» **GOAL**: Convert the lines below into a Markdown table with two columns, Number and Line. Number gives each line's position in order, Line holds its text, and blank lines are omitted.

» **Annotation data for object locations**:
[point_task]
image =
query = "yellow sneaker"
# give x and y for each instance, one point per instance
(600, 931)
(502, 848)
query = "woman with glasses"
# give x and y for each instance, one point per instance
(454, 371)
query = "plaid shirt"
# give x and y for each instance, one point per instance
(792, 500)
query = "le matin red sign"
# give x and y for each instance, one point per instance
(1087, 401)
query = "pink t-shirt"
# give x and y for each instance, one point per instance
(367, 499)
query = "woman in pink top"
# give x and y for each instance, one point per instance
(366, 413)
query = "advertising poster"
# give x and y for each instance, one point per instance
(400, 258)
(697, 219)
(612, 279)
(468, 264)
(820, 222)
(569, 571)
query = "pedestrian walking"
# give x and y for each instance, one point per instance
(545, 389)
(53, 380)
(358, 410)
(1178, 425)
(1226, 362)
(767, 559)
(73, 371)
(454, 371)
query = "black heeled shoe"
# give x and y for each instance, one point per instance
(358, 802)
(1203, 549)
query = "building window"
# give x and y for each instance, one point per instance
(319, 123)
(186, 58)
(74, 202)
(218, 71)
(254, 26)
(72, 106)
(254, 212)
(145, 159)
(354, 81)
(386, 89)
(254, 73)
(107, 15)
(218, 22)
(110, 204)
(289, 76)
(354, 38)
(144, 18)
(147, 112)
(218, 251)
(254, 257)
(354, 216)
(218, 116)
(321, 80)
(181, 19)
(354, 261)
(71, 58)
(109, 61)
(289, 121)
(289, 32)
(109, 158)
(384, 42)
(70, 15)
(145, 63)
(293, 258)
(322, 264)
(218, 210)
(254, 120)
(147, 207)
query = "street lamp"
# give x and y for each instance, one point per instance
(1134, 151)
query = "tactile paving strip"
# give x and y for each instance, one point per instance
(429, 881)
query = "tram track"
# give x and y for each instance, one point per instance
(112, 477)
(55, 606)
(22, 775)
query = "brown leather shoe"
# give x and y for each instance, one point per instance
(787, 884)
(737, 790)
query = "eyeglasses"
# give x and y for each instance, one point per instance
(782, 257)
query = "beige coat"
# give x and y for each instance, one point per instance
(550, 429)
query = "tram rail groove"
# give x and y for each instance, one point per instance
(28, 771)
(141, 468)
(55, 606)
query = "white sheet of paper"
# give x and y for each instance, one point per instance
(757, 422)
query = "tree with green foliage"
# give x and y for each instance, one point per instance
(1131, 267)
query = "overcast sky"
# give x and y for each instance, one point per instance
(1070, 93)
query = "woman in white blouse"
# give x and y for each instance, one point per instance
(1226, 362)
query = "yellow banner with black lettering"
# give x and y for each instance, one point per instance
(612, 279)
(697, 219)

» **OUTPUT OF THE TASK**:
| Number | Line |
|---|---|
| 1 | [point_task] |
| 2 | image = |
| 3 | query = "yellow sneaker" |
| 4 | # give x and y for each instance, one point per instance |
| 5 | (600, 931) |
| 6 | (502, 848) |
| 7 | query = "woman with glasses" |
| 8 | # give x and y for each instance, one point per instance |
| 9 | (454, 371) |
| 10 | query = "plaid shirt" |
| 11 | # give x and y for each instance, one point per instance |
| 12 | (792, 500) |
| 13 | query = "le matin red sign" |
| 14 | # give x and y for each instance, one point per instance |
| 15 | (1087, 401) |
| 16 | query = "pink t-shirt" |
| 17 | # give x and y for each instance, one point per instance |
| 18 | (367, 499) |
| 19 | query = "woman in pink top" |
| 20 | # give x and y for each instance, one point per instance |
| 21 | (366, 413) |
| 22 | query = "advertising poster" |
| 23 | # give x and y for each instance, one point per instance |
| 24 | (400, 258) |
| 25 | (697, 219) |
| 26 | (612, 279) |
| 27 | (468, 264) |
| 28 | (820, 222) |
| 29 | (569, 571) |
| 30 | query = "pedestrian walking" |
| 31 | # give x and y for each instance, one point per instance |
| 32 | (545, 389) |
| 33 | (53, 380) |
| 34 | (358, 410) |
| 35 | (1178, 425) |
| 36 | (1226, 362) |
| 37 | (767, 559) |
| 38 | (73, 371) |
| 39 | (454, 371) |
| 40 | query = "black heeled shoe" |
| 41 | # give x and y for each instance, one point per instance |
| 42 | (358, 802) |
| 43 | (1203, 549) |
| 44 | query = "building window" |
| 45 | # give x and y for each instance, one point per instance |
| 46 | (319, 123) |
| 47 | (186, 58) |
| 48 | (74, 202) |
| 49 | (218, 71) |
| 50 | (254, 26) |
| 51 | (72, 106) |
| 52 | (254, 212) |
| 53 | (145, 159) |
| 54 | (354, 81) |
| 55 | (386, 89) |
| 56 | (254, 73) |
| 57 | (107, 15) |
| 58 | (218, 22) |
| 59 | (110, 204) |
| 60 | (289, 76) |
| 61 | (354, 38) |
| 62 | (144, 18) |
| 63 | (147, 112) |
| 64 | (218, 251) |
| 65 | (254, 257) |
| 66 | (354, 216) |
| 67 | (218, 116) |
| 68 | (321, 80) |
| 69 | (181, 19) |
| 70 | (354, 261) |
| 71 | (71, 58) |
| 72 | (109, 61) |
| 73 | (289, 121) |
| 74 | (289, 32) |
| 75 | (109, 158) |
| 76 | (384, 42) |
| 77 | (70, 15) |
| 78 | (145, 63) |
| 79 | (293, 258) |
| 80 | (322, 264) |
| 81 | (218, 210) |
| 82 | (254, 120) |
| 83 | (147, 207) |
| 84 | query = "street lamp" |
| 85 | # give x and y for each instance, one point per instance |
| 86 | (1134, 151) |
| 87 | query = "tactile paving strip" |
| 88 | # give x and y for each instance, one point per instance |
| 89 | (429, 881) |
| 90 | query = "tram track" |
| 91 | # give x and y for each instance, one point per instance |
| 92 | (112, 477) |
| 93 | (55, 606) |
| 94 | (22, 775) |
| 95 | query = "brown leather shoe" |
| 96 | # give x and y for each instance, one point per instance |
| 97 | (787, 884) |
| 98 | (737, 790) |
| 99 | query = "eyeglasses" |
| 100 | # give x and y for each instance, one point per instance |
| 101 | (782, 257) |
| 102 | query = "beige coat" |
| 103 | # give x and y for each instance, one point per instance |
| 104 | (550, 429) |
| 105 | query = "tram rail groove" |
| 106 | # give x and y for each instance, one point per instance |
| 107 | (28, 771) |
| 108 | (141, 468) |
| 109 | (55, 606) |
| 110 | query = "white sheet of paper" |
| 111 | # give x and y for each instance, one point per instance |
| 112 | (757, 422) |
| 113 | query = "tree with green foliage" |
| 114 | # give x and y for each instance, one point per instance |
| 115 | (1131, 267) |
| 116 | query = "overcast sky" |
| 117 | # give x and y for each instance, one point per instance |
| 118 | (1070, 93) |
| 119 | query = "woman in white blouse" |
| 120 | # give x and y for each instance, one point per instance |
| 121 | (1226, 362) |
| 122 | query = "yellow banner with black lettering" |
| 123 | # give x and y for each instance, one point per instance |
| 124 | (612, 279) |
| 125 | (697, 219) |